• Document section
-- Opening Marker --
This application reads in data from the following formats. The input format is specified by the --inputFormat= parameter.

  • TEXT_READER - This is the default. This reader assumes input to be UTF-8, ASCII-7 formatted files. It is possible to feed in Windows page-code formatted files, but there is no translation done to UTF-8, and any characters that are out of range will be passed along as-is. Text tokens that include non-ascii range characters will fail to match dictionary based lookups.
  • XMI_READER - This reader will read in Apache-UIMA formatted XMI files.
  • GATE_READER - This reader will read in GATE formatted xml files.
  • GATE_CORPUS_READER - This reader will read in files within a GATE serial datastore.
-- Closing Marker --
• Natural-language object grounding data
-- Opening Marker --
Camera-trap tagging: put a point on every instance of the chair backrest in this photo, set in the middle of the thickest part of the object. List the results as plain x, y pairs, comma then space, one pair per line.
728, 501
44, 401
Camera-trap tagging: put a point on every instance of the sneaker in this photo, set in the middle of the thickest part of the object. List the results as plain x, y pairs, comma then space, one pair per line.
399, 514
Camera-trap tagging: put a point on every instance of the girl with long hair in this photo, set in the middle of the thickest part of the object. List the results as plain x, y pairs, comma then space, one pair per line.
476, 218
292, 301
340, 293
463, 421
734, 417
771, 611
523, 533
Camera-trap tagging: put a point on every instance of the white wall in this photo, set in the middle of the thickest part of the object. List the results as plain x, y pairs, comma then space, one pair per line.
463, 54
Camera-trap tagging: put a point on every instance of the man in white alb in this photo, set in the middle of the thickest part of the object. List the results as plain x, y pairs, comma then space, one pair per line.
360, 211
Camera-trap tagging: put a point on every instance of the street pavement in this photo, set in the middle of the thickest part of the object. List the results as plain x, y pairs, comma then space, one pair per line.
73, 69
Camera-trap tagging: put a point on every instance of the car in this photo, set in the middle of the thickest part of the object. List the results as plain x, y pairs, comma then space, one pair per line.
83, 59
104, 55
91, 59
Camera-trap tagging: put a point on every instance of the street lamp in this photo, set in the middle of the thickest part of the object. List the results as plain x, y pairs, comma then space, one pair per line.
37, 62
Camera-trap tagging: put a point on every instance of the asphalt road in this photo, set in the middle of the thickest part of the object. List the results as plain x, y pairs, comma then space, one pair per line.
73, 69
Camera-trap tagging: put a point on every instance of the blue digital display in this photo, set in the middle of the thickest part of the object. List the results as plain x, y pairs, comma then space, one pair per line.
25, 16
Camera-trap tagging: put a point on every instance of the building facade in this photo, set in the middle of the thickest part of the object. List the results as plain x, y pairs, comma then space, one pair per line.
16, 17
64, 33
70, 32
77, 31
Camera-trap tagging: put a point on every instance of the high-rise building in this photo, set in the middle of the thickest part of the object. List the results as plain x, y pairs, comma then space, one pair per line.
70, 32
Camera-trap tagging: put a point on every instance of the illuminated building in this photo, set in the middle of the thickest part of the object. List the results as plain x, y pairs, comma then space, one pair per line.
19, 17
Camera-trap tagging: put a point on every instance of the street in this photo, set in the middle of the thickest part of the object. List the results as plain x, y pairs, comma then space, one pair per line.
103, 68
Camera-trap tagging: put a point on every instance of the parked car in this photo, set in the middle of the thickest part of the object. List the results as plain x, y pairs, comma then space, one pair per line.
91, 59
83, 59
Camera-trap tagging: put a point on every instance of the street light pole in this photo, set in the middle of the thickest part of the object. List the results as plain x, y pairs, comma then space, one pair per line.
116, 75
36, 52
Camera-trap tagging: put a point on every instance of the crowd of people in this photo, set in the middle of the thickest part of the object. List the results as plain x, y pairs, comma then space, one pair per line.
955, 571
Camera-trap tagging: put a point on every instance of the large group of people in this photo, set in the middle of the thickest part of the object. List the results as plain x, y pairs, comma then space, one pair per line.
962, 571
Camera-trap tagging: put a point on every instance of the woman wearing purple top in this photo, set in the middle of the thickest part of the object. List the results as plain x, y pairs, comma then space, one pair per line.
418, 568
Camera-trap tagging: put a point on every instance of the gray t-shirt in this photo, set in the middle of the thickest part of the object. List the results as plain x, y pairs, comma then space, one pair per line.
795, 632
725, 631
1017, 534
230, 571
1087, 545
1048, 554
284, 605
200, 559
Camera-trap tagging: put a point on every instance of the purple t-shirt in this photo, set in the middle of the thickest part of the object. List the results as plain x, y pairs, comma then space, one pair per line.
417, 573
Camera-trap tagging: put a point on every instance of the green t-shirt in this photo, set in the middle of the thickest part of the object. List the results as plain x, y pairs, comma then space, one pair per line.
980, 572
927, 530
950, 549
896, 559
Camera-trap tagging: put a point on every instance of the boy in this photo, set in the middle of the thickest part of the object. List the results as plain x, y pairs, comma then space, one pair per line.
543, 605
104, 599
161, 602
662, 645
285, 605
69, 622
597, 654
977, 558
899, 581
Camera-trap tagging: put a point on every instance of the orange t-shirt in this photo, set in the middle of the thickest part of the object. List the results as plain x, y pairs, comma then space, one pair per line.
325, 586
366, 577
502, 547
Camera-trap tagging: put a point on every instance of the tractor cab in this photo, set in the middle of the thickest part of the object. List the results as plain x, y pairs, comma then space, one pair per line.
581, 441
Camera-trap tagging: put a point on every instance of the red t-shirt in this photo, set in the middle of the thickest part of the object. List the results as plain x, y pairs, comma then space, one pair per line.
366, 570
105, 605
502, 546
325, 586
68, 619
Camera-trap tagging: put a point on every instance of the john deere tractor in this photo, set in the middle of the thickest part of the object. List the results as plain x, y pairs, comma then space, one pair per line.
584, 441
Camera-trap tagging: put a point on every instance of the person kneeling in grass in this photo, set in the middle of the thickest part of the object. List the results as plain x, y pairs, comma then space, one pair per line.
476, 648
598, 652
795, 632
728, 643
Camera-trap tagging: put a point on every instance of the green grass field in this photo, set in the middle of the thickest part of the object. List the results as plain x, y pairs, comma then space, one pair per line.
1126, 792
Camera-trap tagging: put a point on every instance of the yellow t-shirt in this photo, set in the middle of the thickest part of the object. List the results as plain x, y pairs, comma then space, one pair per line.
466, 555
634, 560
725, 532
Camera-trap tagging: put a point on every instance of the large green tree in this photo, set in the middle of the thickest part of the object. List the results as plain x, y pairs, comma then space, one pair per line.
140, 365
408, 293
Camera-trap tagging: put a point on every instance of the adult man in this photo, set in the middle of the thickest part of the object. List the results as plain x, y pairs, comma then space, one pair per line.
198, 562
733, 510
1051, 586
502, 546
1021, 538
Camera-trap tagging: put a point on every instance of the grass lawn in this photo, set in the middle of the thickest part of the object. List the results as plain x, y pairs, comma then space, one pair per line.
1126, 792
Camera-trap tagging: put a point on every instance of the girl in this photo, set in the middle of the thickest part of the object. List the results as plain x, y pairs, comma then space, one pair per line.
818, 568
-- Closing Marker --
• Instructions
1 - From the description of input formats given above the material, print the passage that lies between "This application reads" and "dictionary based lookups.", inclusive.
2 - Carry on the description of input formats given above the material, beginning right after its final sentence.

• Exercise answers
1 -
This application reads in data from the following formats. The input format is specified by the --inputFormat= parameter.

  • TEXT_READER - This is the default. This reader assumes input to be UTF-8, ASCII-7 formatted files. It is possible to feed in Windows page-code formatted files, but there is no translation done to UTF-8, and any characters that are out of range will be passed along as-is. Text tokens that include non-ascii range characters will fail to match dictionary based lookups.

2 -
Annotation Guidelines

It is important to understand how the training and testing annotations were created. Much work went into codifying what should be coded and how. The guidelines were greatly consulted to insure annotations were consistent and correct. The guidelines for Annotating Body Function can be found here, along with an appendix of common acronyms and abbreviations can be found here

Publications and Presentations

Title Citation Description
Extracting Body Function from Clinical Text G Divita, J Lo, C Zhou, K Coale, E Rasch. Extracting Body Function from Clinical Text Proceedings of the Second Workshop on Artificial Intelligence for Function, Disability, and Health (AI4Function 2021), Online, August 20-21, 2021. Edited by: Denis Newman-Griffis, Bart Desmet, Ayah Zirikly, Suzanne Tamang, Hongfang Liu Submitted by: Denis Newman-Griffis Published on CEUR-WS: 15-Aug-2021ONLINE: Vol-2926 paper 3 This paper describes finding Body Function (BF) mentions within clinical text. Body Function is noted in clinical documents to provide information on potential pathologies within underlying body systems or structures. BF mentions are embedded in highly formatted structures where the formats include implied scoping boundaries that confound existing NLP segmentation and document decomposition techniques. We have created two extraction systems: a dictionary lookup rule-based version, and a conditional random field (CRF)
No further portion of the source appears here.